◆ **Aufgabenstellung**:
Schreiben Sie aus dem Positionspapier zur Biomasse den Abschnitt von „2022: Positionspapier: Biomasse“ bis einschließlich „zusammen gedacht werden.“ wortgetreu ab.
___ Auswahl ___
2022: Positionspapier: Biomasse

28.11.2022 - Positionspapier - Bioenergie

Positionspapier: 10 Punkte für den Einsatz von Holz zur Erreichung der Klimaneutralität 2040

Die Energiewende wird nur funktionieren, wenn die Vielfalt aller erneuerbaren Energien genutzt und jetzt zügigst umgesetzt wird, damit der Klimawandel wenigstens noch abgemildert werden kann. In diesem Papier steht die energetische Nutzung im Vordergrund. Dabei sind sich die Autoren des Vorrangs der stofflichen Nutzung von Holz bewusst. Dies findet im Folgenden explizit Berücksichtigung. Holzbau und Holzenergienutzung müssen zusammen gedacht werden.


Es gibt keine Dominanz einzelner erneuerbarer Technologien wie z.B. Windenergie, Solarenergie/Fotovoltaik, Biomasse/Biogas oder Wasserstoff. Aus unserer Sicht zählt die schnellst mögliche Lösung mit den erneuerbaren Energien, die den Bedarfsanforderungen (Temperaturniveau, Bezahlbarkeit, Verfügbarkeit) am besten entsprechen. Die ambitionierten Ziele der Bundesregierung zur Erreichung der Klimaneutralität 2040 sind nicht zu erreichen, wenn nicht die gesamte Vielfalt der erneuerbaren Energien und der nachwachsenden Rohstoffe, und deren Zusammenspiel sowie die Einsparpotentiale sofort eingesetzt und genutzt werden.


"Without ressources there can be no economic activity"
___ Datenzeilen ___
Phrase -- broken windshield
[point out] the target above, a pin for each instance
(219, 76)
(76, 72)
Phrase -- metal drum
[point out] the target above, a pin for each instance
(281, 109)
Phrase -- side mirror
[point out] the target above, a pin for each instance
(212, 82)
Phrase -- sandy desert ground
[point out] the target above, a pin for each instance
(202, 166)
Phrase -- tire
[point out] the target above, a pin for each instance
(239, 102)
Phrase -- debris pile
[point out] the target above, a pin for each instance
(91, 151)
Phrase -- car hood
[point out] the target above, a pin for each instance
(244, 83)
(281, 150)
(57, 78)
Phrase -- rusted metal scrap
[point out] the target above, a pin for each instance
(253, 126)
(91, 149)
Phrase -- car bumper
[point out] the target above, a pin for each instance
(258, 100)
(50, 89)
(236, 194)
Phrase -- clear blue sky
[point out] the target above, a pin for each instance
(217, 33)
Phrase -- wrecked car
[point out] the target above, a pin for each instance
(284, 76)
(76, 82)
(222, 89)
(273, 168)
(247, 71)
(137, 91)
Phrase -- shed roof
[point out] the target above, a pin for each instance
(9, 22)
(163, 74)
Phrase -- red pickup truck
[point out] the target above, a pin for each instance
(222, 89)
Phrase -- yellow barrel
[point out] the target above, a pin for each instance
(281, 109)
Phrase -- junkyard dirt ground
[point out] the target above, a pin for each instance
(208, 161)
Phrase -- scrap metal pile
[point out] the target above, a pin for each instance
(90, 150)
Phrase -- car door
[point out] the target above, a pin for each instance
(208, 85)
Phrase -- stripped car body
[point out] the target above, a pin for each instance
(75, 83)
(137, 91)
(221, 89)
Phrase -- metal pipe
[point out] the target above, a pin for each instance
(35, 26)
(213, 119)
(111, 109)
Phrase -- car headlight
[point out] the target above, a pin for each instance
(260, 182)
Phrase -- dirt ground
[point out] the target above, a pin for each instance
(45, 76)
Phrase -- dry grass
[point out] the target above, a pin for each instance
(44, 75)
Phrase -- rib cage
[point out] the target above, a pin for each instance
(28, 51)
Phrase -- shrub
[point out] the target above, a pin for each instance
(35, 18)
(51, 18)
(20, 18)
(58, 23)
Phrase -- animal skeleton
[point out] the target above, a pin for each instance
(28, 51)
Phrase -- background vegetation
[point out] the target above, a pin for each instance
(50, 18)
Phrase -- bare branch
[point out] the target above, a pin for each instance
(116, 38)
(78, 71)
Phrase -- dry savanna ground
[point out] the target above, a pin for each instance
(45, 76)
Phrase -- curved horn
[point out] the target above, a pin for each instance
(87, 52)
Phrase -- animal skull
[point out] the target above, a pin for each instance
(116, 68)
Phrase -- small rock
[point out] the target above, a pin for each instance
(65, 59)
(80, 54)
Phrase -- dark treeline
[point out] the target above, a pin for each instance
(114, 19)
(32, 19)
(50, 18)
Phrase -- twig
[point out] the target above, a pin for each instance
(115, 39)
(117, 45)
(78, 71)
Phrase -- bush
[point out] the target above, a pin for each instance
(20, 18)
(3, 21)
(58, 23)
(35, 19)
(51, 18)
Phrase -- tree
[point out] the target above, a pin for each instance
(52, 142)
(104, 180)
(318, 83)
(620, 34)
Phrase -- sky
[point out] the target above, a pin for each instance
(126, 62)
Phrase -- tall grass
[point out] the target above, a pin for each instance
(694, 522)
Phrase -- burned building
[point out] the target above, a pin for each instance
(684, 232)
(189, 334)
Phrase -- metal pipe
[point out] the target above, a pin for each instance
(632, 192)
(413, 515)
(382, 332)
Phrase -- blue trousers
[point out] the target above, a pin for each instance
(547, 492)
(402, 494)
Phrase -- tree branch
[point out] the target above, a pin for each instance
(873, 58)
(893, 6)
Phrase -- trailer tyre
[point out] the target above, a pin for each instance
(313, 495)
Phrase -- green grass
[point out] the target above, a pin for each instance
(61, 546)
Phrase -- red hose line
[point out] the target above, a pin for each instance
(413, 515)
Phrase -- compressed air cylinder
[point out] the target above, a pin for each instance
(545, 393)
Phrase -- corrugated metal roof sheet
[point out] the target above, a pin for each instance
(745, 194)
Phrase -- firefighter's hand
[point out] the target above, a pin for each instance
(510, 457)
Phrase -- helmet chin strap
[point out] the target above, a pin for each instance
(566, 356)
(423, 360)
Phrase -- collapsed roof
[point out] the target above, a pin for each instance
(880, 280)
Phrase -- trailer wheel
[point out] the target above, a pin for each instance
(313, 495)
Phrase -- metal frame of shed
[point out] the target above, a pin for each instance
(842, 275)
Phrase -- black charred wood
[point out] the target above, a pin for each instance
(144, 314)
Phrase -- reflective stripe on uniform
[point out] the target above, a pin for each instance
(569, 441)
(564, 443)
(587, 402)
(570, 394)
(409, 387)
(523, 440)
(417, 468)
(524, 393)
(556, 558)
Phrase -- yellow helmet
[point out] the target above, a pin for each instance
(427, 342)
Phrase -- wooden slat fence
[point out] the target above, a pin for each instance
___
◆ **Schriftliche Antwort**:
2022: Positionspapier: Biomasse

28.11.2022 - Positionspapier - Bioenergie

Positionspapier: 10 Punkte für den Einsatz von Holz zur Erreichung der Klimaneutralität 2040

Die Energiewende wird nur funktionieren, wenn die Vielfalt aller erneuerbaren Energien genutzt und jetzt zügigst umgesetzt wird, damit der Klimawandel wenigstens noch abgemildert werden kann. In diesem Papier steht die energetische Nutzung im Vordergrund. Dabei sind sich die Autoren des Vorrangs der stofflichen Nutzung von Holz bewusst. Dies findet im Folgenden explizit Berücksichtigung. Holzbau und Holzenergienutzung müssen zusammen gedacht werden.